◆ What is being asked:
Could you quote, exactly as they stand, the lines running from the one with "the stone staircase" to the final line of the material?

Image location labeling entries:
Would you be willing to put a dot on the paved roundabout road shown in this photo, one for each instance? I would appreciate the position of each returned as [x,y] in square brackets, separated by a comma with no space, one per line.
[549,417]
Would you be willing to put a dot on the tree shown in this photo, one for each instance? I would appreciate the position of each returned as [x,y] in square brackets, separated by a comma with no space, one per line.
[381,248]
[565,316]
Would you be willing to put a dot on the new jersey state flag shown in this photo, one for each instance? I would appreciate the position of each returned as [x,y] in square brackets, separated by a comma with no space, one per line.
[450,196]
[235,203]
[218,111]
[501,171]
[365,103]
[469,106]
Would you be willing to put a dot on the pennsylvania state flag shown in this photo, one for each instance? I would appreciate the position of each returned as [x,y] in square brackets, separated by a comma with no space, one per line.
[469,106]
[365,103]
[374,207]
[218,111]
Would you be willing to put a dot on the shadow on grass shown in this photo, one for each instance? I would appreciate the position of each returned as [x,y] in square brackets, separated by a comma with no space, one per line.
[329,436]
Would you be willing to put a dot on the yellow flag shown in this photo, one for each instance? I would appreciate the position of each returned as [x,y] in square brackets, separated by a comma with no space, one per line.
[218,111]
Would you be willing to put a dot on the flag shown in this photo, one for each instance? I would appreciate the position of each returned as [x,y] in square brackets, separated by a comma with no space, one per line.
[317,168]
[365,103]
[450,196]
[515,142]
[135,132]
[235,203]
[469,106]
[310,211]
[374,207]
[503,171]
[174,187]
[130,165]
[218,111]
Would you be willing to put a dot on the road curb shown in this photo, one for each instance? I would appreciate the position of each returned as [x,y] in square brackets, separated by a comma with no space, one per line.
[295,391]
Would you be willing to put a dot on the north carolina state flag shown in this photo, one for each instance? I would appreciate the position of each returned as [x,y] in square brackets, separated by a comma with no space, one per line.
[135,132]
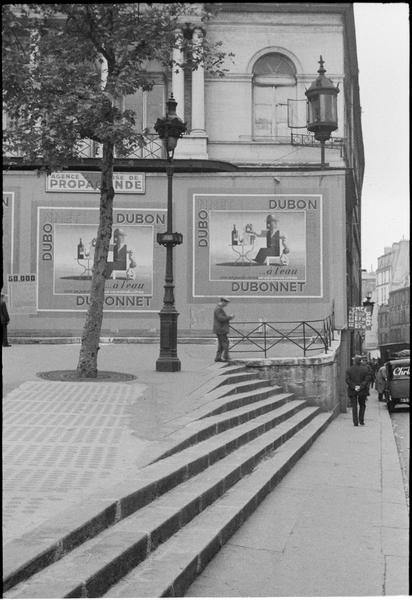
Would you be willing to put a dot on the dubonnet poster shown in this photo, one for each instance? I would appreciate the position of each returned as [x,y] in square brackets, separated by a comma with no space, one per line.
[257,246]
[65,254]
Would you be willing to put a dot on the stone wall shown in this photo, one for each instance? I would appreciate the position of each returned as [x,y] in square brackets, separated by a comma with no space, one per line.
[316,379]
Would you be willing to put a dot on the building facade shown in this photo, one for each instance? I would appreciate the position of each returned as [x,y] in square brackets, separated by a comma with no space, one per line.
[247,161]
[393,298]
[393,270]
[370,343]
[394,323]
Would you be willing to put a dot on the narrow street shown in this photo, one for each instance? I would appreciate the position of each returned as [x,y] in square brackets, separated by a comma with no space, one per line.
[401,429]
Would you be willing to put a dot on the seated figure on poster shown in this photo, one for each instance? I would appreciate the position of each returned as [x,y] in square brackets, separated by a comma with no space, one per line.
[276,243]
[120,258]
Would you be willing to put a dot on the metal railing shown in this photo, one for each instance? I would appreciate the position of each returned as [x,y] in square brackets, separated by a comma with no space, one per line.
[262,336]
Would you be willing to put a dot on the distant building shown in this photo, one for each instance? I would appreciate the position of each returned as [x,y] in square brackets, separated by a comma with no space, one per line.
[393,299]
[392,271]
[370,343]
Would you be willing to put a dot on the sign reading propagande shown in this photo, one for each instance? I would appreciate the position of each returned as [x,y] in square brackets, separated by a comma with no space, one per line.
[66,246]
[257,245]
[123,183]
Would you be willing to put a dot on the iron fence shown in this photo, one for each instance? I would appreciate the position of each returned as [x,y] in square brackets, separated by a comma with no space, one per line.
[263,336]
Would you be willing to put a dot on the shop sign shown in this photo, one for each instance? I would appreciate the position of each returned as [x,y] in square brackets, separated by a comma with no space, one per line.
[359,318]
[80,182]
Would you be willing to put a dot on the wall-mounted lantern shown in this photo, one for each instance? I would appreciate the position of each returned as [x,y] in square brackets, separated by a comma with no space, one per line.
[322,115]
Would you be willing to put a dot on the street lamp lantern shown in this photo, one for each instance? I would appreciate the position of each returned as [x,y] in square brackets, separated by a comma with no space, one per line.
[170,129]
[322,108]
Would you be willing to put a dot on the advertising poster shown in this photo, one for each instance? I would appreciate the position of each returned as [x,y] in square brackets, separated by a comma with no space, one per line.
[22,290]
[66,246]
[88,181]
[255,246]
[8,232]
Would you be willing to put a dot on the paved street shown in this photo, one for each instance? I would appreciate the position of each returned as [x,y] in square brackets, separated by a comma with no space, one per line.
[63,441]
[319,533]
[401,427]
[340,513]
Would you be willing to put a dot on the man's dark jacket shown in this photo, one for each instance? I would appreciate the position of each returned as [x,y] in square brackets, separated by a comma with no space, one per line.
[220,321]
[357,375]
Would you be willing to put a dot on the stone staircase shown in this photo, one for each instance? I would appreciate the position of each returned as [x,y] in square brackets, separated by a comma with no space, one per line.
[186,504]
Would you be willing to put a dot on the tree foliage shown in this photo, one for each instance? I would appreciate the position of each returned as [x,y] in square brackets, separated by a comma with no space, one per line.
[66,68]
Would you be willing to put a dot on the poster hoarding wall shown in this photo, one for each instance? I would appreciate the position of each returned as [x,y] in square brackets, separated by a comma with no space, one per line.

◆ Result for this exercise:
Would you be willing to put a dot on the stone staircase shown in this photo, one for each instance? I would appreciate the position of each returned as [x,y] in square brackets, separated by a comma with no space, one per line.
[186,504]
Would you be willing to put a dot on the tree foliage shown in this photo, one for each instance? I would appreciate the position of each returned as [x,y] in square brackets, separated by a comma with no space, one per line.
[66,68]
Would you be willing to put a dot on the poster hoarding wall shown in this photo, one for each instance? I would appreciate the position of each returned as [x,y] in square brackets, separated by a comma with no space, one per line.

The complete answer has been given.